**Do this**
Copy out every one of the entries below, switching each "instance" to "occurrence" and keeping every other word as it is.

___ Data listing ___

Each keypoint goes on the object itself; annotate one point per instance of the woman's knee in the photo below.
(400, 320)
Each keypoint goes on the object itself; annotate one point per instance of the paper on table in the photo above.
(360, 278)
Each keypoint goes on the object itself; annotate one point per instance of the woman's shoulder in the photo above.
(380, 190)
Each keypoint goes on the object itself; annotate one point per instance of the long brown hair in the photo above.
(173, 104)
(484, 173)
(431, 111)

___

**Response to this task**
Each keypoint goes on the object itself; annotate one point per occurrence of the woman's knee in the photo below.
(400, 320)
Each keypoint goes on the object itself; annotate one point per occurrence of the paper on table in the photo above.
(360, 278)
Each keypoint goes on the object itself; annotate one point per occurrence of the woman's shoulder in the photo above.
(380, 190)
Each keypoint goes on the object itself; annotate one point per occurrence of the long brown hair in the photo above.
(173, 104)
(484, 173)
(431, 111)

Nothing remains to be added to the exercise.